Records to use:
....

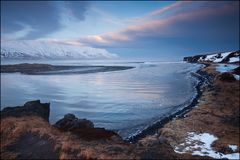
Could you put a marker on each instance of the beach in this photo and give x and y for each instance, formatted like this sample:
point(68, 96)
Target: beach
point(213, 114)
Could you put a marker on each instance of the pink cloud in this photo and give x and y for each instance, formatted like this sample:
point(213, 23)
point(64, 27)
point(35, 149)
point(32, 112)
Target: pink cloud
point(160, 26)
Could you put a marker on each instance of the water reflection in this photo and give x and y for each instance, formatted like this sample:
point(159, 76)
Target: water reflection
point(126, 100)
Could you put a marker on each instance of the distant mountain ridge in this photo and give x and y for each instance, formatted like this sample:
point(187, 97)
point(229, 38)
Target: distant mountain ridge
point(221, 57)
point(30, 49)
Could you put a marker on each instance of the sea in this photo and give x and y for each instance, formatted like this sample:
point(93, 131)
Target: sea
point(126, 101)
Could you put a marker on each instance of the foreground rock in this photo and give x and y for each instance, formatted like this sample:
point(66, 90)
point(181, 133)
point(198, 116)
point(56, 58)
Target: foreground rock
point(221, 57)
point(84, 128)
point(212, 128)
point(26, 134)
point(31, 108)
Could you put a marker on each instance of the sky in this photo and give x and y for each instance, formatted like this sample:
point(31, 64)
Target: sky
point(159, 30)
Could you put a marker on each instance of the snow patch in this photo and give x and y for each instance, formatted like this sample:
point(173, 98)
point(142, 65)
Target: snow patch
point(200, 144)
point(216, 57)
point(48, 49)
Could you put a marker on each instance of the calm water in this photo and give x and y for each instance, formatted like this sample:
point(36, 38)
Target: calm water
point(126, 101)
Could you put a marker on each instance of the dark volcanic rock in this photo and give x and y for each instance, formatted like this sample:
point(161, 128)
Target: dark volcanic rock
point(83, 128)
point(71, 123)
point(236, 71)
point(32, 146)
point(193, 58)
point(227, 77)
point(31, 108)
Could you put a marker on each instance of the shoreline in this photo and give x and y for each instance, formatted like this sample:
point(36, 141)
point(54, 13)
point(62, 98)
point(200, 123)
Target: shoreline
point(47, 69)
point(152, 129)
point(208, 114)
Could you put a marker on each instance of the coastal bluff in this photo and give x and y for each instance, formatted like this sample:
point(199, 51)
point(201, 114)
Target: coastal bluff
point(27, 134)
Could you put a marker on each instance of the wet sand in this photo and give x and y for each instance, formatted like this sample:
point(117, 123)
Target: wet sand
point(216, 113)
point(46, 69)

....

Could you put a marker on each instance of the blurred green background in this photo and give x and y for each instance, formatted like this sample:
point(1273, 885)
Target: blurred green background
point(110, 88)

....

Set exercise:
Convert the lines between the one holding "Could you put a marker on each instance of the blurred" and the one holding "point(110, 88)", inclusive, into a numbered list with any blank lines omitted.

Solved exercise:
1. Could you put a marker on each instance of the blurred green background in this photo and give x and y for each instance, formatted like this sample:
2. point(1273, 885)
3. Target: blurred green background
4. point(110, 88)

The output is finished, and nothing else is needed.